(Stored data)

··········

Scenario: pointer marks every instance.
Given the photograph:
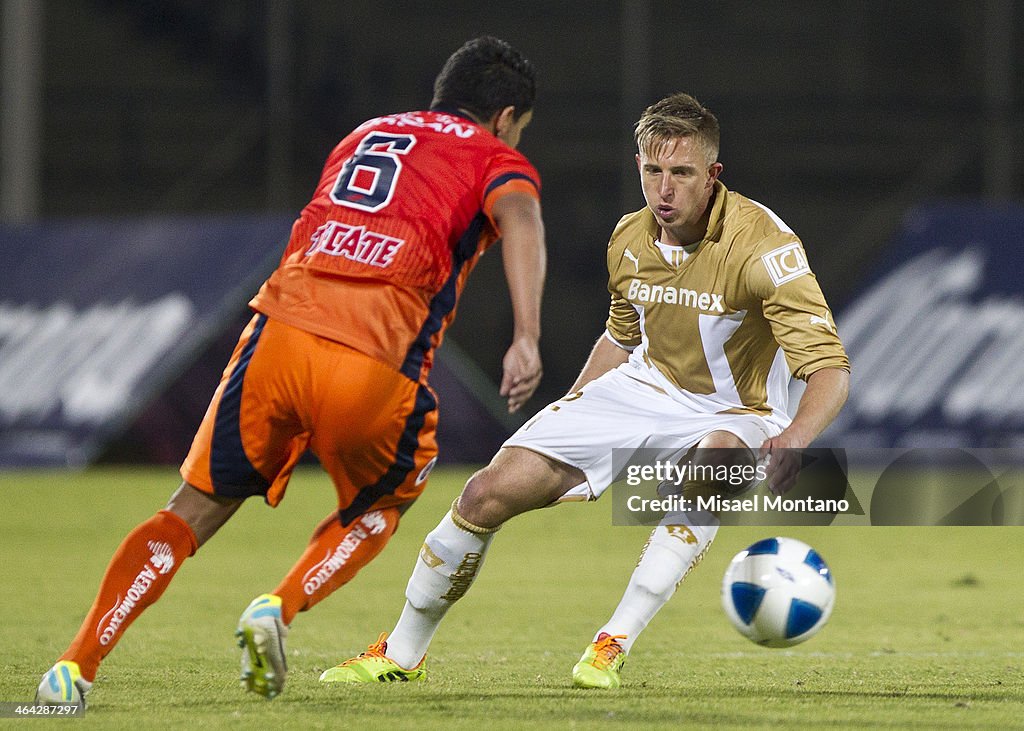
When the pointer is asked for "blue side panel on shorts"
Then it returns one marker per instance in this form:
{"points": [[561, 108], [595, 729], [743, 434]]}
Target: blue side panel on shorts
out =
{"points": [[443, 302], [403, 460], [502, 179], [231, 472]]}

··········

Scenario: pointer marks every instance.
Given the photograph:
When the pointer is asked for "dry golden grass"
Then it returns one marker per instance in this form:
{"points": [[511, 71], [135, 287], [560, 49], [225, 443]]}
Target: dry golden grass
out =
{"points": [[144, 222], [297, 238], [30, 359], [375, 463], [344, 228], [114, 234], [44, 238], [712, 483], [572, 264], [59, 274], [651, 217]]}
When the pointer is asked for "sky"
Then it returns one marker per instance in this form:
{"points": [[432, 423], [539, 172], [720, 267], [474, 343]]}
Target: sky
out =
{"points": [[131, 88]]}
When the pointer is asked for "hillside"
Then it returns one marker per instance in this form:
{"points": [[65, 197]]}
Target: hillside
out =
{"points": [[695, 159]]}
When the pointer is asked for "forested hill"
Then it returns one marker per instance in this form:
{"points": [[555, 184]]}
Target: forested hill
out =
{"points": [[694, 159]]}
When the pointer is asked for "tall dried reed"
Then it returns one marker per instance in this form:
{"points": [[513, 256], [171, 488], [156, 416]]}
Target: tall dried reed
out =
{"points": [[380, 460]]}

··········

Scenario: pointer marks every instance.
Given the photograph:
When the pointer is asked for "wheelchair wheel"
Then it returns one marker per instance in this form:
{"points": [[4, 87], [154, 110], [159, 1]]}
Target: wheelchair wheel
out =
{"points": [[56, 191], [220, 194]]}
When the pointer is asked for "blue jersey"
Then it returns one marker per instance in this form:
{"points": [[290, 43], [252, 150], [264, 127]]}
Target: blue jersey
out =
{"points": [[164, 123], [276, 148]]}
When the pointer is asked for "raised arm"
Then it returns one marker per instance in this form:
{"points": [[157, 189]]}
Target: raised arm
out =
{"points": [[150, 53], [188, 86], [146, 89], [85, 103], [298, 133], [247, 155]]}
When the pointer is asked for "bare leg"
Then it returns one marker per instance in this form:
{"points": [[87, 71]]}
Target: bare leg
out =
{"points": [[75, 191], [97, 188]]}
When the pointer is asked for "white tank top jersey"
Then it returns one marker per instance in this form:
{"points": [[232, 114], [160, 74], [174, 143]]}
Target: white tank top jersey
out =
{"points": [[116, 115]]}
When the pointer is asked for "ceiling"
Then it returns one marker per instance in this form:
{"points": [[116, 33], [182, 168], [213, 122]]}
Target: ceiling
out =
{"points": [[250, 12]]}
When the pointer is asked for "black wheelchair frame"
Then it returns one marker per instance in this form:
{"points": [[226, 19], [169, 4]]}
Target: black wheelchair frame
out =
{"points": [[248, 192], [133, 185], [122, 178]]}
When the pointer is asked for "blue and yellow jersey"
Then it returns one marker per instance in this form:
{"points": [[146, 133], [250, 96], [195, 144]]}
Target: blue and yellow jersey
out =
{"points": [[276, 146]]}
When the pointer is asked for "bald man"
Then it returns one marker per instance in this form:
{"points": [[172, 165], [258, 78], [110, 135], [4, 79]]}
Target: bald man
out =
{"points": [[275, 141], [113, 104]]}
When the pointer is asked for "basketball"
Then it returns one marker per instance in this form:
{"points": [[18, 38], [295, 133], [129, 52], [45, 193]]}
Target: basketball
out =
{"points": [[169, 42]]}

··········

▸ **SHORT EXERCISE**:
State how many lines of the records contain the string "reed", treating uppercase and lowercase as different. Reply with the number alone.

▸ **OUTPUT**:
2